## YOUR ASSIGNMENT
Could you print, exactly as they stand, the lines from the one holding "Query: flag pole" to the end of the data below, and nothing more?

*** RECORDS TO PROCESS ***

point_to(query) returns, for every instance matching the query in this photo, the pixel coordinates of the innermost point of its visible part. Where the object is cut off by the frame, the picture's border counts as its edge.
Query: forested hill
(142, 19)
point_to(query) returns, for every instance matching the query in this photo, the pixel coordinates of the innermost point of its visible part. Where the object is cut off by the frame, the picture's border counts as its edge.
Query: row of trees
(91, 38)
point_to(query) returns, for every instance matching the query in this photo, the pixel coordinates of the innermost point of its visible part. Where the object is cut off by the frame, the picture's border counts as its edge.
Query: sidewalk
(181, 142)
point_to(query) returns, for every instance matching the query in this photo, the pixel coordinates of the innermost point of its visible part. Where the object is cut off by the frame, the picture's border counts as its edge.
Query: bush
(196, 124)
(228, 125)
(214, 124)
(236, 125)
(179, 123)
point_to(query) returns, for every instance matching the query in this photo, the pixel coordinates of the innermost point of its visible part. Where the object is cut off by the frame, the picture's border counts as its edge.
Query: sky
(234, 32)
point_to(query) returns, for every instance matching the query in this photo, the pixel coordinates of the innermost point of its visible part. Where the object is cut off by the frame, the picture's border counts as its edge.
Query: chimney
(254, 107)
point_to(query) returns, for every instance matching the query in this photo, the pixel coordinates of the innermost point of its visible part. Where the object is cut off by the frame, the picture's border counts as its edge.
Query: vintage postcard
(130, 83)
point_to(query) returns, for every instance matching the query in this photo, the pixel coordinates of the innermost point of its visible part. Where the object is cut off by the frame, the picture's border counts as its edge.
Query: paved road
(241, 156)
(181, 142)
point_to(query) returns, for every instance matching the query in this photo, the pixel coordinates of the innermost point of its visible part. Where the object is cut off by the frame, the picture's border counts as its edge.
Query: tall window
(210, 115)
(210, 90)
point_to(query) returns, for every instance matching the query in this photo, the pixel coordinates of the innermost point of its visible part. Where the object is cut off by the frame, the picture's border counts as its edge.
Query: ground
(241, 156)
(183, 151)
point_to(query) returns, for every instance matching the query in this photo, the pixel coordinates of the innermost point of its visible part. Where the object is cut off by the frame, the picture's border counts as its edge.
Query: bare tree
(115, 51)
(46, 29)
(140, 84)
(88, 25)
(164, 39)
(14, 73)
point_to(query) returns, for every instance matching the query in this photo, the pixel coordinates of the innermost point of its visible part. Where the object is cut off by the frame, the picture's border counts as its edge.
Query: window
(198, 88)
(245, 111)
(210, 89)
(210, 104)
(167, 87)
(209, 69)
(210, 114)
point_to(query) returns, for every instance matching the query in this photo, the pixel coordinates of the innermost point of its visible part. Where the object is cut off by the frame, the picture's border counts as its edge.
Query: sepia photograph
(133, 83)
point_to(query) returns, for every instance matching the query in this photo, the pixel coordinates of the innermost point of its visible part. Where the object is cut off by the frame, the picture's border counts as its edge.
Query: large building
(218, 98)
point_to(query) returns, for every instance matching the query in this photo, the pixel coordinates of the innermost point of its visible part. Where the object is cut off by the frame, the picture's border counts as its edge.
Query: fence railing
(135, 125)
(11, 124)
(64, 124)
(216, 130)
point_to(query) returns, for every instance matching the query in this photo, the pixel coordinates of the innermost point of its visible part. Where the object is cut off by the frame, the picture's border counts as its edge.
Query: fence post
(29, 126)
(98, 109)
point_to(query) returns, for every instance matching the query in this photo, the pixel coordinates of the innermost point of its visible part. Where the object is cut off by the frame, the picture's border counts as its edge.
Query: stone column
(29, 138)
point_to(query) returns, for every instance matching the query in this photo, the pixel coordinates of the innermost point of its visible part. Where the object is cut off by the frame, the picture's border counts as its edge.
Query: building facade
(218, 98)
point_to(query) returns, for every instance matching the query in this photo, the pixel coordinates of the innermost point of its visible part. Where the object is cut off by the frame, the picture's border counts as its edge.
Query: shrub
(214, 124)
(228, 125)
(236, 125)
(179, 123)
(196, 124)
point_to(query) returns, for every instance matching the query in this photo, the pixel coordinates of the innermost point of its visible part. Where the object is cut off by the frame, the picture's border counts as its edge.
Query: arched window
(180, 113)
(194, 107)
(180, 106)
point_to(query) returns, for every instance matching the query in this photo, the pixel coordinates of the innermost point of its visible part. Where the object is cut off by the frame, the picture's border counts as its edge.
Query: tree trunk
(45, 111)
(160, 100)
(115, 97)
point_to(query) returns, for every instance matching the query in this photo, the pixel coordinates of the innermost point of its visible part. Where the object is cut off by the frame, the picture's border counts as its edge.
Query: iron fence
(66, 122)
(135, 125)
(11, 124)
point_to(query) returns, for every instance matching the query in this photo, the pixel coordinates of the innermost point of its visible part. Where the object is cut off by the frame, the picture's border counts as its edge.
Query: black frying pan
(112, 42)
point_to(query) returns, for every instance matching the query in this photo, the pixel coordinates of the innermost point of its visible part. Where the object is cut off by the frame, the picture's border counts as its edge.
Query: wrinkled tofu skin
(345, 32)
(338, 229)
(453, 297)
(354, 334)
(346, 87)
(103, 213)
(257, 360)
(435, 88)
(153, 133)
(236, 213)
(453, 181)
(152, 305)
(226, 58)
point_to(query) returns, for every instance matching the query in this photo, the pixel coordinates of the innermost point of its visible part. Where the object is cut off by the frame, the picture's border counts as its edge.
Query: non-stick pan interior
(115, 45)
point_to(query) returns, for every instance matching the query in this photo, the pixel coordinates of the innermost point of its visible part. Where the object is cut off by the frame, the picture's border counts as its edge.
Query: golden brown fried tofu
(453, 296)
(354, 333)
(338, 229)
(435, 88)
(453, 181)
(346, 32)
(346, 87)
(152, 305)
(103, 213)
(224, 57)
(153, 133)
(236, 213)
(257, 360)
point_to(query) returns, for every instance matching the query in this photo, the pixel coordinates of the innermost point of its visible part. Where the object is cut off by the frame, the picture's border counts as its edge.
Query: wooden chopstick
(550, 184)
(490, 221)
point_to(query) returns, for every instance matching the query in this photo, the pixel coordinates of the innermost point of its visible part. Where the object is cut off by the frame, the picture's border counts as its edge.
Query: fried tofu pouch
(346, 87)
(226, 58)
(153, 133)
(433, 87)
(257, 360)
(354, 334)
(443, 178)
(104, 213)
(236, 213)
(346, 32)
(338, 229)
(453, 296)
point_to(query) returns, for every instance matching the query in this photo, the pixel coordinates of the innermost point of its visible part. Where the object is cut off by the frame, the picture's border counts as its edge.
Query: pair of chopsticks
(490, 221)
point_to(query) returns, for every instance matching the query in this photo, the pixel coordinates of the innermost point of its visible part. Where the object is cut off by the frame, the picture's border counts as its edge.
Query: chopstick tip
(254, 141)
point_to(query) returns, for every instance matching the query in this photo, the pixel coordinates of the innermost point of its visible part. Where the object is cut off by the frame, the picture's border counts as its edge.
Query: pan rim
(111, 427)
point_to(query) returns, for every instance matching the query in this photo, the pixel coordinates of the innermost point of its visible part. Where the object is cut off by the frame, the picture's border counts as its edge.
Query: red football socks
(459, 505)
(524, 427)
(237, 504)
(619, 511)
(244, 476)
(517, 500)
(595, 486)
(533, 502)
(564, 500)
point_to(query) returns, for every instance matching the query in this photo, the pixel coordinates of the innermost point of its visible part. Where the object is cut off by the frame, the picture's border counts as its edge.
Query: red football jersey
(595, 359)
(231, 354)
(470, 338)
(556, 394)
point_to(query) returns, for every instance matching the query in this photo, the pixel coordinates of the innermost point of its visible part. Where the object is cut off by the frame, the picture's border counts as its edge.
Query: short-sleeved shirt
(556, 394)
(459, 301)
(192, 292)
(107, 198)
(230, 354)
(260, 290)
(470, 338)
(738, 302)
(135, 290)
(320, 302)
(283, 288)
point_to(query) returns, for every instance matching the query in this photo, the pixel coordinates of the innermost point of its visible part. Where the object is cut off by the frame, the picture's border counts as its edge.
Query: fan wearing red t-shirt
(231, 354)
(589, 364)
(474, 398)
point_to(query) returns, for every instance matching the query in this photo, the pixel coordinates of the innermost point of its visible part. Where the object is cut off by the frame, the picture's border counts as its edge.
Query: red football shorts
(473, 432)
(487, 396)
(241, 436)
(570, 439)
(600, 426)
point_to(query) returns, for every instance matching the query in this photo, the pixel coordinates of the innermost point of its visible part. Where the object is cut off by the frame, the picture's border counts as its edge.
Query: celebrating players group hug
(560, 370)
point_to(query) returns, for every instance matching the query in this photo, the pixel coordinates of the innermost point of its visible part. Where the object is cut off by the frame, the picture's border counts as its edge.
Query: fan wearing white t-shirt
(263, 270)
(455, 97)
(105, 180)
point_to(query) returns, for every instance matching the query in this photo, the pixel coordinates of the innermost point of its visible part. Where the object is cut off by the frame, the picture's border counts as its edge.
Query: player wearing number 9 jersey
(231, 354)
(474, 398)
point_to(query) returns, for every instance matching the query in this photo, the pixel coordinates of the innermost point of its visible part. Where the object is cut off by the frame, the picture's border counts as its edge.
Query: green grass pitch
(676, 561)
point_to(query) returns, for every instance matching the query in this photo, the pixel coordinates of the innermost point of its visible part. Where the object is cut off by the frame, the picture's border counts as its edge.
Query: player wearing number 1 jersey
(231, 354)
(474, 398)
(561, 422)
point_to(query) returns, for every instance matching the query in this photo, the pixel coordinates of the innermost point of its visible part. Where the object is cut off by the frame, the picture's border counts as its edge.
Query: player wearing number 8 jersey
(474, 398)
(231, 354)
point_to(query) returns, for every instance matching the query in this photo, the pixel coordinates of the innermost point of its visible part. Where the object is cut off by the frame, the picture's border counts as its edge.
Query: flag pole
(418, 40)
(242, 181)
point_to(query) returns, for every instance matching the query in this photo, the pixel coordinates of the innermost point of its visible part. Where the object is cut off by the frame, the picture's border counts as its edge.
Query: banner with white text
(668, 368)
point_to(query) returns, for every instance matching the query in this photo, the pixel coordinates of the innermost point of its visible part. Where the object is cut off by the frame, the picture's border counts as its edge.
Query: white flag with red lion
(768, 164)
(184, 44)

***

## THE ANSWER
Query: flag pole
(418, 40)
(242, 181)
point_to(query) returns, for every instance matching the query in this photo, the pixel coordinates of the innermost point of its visible part. Where the object is cut off by the frame, the picture's border counts as its edge.
Query: banner with white text
(668, 368)
point_to(query) returns, for every instance matching the query in this photo, the pixel coordinates of the innermost point of its visible part. Where the object is cut off by the frame, the picture's border counts as its edge.
Query: white flag with red lion
(768, 164)
(184, 44)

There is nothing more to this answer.